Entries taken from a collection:
▬▬▬▬▬▬

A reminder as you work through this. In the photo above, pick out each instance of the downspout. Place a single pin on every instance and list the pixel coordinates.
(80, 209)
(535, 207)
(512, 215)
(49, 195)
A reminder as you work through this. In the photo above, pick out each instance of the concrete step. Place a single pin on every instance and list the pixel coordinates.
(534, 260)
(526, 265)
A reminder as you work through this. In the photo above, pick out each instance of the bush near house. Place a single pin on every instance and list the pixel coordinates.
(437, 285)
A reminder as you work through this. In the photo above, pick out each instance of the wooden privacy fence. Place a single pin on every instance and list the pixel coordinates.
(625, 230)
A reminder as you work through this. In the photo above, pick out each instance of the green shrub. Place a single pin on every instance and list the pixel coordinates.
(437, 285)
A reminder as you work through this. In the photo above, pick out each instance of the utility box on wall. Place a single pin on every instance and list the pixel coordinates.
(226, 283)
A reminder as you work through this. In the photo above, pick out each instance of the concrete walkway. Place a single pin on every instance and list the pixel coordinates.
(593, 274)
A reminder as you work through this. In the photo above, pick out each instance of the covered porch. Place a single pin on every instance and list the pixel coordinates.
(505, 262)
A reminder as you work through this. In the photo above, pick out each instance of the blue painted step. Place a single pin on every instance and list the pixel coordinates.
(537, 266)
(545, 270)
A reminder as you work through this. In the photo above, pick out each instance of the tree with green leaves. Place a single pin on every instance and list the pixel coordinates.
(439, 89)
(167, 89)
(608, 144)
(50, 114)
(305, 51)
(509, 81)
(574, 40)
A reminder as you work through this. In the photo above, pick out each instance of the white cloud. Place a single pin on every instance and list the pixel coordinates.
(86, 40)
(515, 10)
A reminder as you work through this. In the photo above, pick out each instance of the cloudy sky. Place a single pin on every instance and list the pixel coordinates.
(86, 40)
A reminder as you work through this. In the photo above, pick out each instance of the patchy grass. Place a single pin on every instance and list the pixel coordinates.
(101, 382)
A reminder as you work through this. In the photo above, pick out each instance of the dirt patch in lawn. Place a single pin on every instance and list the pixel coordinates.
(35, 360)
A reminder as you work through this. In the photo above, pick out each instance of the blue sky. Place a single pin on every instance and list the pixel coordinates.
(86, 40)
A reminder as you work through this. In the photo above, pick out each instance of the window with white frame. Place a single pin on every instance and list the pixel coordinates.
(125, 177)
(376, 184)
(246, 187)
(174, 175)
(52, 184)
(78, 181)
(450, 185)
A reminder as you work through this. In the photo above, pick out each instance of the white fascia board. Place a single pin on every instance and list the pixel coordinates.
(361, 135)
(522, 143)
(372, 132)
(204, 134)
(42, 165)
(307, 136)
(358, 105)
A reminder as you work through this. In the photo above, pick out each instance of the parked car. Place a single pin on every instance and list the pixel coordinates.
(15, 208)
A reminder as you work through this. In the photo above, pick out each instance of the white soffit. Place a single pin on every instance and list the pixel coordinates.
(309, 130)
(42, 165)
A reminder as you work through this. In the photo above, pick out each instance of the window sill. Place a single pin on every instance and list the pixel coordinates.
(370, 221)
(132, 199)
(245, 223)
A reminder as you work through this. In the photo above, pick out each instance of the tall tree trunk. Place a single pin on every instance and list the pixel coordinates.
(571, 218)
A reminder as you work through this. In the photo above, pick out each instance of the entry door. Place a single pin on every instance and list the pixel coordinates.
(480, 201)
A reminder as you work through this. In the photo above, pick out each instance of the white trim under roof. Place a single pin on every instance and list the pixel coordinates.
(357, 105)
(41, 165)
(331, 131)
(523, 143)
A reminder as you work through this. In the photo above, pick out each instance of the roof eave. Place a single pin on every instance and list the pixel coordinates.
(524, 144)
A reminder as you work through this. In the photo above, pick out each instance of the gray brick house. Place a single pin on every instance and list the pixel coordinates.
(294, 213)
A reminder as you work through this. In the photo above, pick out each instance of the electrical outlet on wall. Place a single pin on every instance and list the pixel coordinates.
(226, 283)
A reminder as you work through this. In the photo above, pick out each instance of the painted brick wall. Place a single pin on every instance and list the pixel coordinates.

▬▬▬▬▬▬

[Task prompt]: In full and without change, transcribe the entries.

[Written answer]:
A reminder as you work through this. In the photo above, pick out each instance of the downspout. Place a single pin on every instance and list the pixel coordinates.
(80, 209)
(535, 207)
(512, 215)
(49, 195)
A reminder as you work through this. In the photo above, pick out each instance of the concrete step. Place a single pin on every instance and list the pixel coordinates.
(534, 260)
(526, 265)
A reminder as you work through this. In the photo above, pick out each instance of the bush near house. Place a single pin on every instance and list the pixel coordinates.
(437, 285)
A reminder as you work through this. In the photo above, pick out each instance of the wooden privacy fence. Place a single pin on every instance and list the pixel coordinates.
(625, 230)
A reminder as you work through this. In the photo above, pick out each instance of the green shrub. Place a single pin on every instance and list the pixel coordinates.
(437, 285)
A reminder as you work through this. In the photo above, pick out each instance of the utility box on wall. Place a single pin on every instance and list the pixel coordinates.
(226, 283)
A reminder as you work through this. In the photo above, pick out each instance of the concrete walkway. Place a single pin on every instance and list the pixel coordinates.
(593, 274)
A reminder as you work through this. In the photo above, pick out each instance of the covered porch. Place a single pin on every instance and list the pixel coordinates.
(505, 262)
A reminder as you work through this. In the photo above, pick out each instance of the blue painted step. Place a single pin on every instance and list the pixel coordinates.
(537, 266)
(545, 270)
A reminder as you work through this. In the photo above, pick out each instance of the tree with green leaves. Place a single pin on every instance and list the pixel coordinates.
(439, 89)
(167, 89)
(608, 144)
(50, 114)
(305, 51)
(509, 81)
(574, 40)
A reminder as you work through this. In the photo above, pick out each instance of the white cloud. Place a single pin on every instance and list the pixel coordinates.
(86, 40)
(515, 10)
A reminder as you work through this. In the photo above, pick out each instance of the cloudy sky. Place a single pin on every instance and list the pixel coordinates.
(86, 40)
A reminder as you work through this. In the photo above, pick out each instance of the patchy grass. Place a single pin on every instance and list the pixel coordinates.
(101, 382)
A reminder as you work through this. In the photo above, pick out each instance of the dirt patch in lawn. Place a single pin on every instance and list the pixel coordinates.
(35, 360)
A reminder as you work through this. In the photo above, pick out each instance of the blue sky. Place a single pin on every instance and list the pixel coordinates.
(86, 40)
A reminder as you work through this. In the photo above, pick out each instance of the window with white frame. Place a single pin on every instance and list the pixel coordinates.
(125, 177)
(376, 184)
(246, 187)
(174, 175)
(52, 184)
(78, 181)
(450, 185)
A reminder as you work through this. In the photo above, pick out each instance of the white fascia board. Place a single pin on every instance and list the pixel coordinates.
(361, 135)
(522, 143)
(372, 132)
(204, 134)
(42, 165)
(307, 136)
(358, 105)
A reminder as you work through this. In the photo above, pick out each instance of the parked car. Place a single pin on every instance and list the pixel coordinates.
(15, 208)
A reminder as you work through this. In the photo above, pick out each instance of the white soffit. Place a single pin on every instance and list the pixel coordinates.
(309, 130)
(42, 165)
A reminder as you work through this. In the photo above, pick out each instance of the window sill. Place a single pin on every instance and list the pixel coordinates.
(370, 221)
(132, 199)
(245, 223)
A reminder as you work through this. In the photo above, pick out each instance of the tall tree trunk. Place a single pin on every instance and list the pixel coordinates.
(571, 218)
A reminder as you work through this. In the photo above, pick out each instance of the entry door. Place a single pin on every instance and list the pixel coordinates.
(480, 201)
A reminder as you work through this. In the photo above, pick out each instance of the white trim under roof. Place a single pin on every instance and list the pixel coordinates.
(357, 105)
(41, 165)
(331, 131)
(523, 143)
A reminder as you work through this. In the photo above, pick out each instance of the roof eave. Place a single pin on every instance and list the pixel coordinates.
(524, 144)
A reminder as you work through this. In the photo above, pick out each instance of the gray brick house. Place a single pin on every instance and list the pixel coordinates.
(294, 213)
A reminder as you work through this. In the photo above, pick out each instance of the electrical outlet on wall. Place a single pin on every instance and list the pixel coordinates.
(226, 283)
A reminder as you work through this. In the photo above, pick out each instance of the painted brick wall. Place a single pin on every instance and list the pixel coordinates.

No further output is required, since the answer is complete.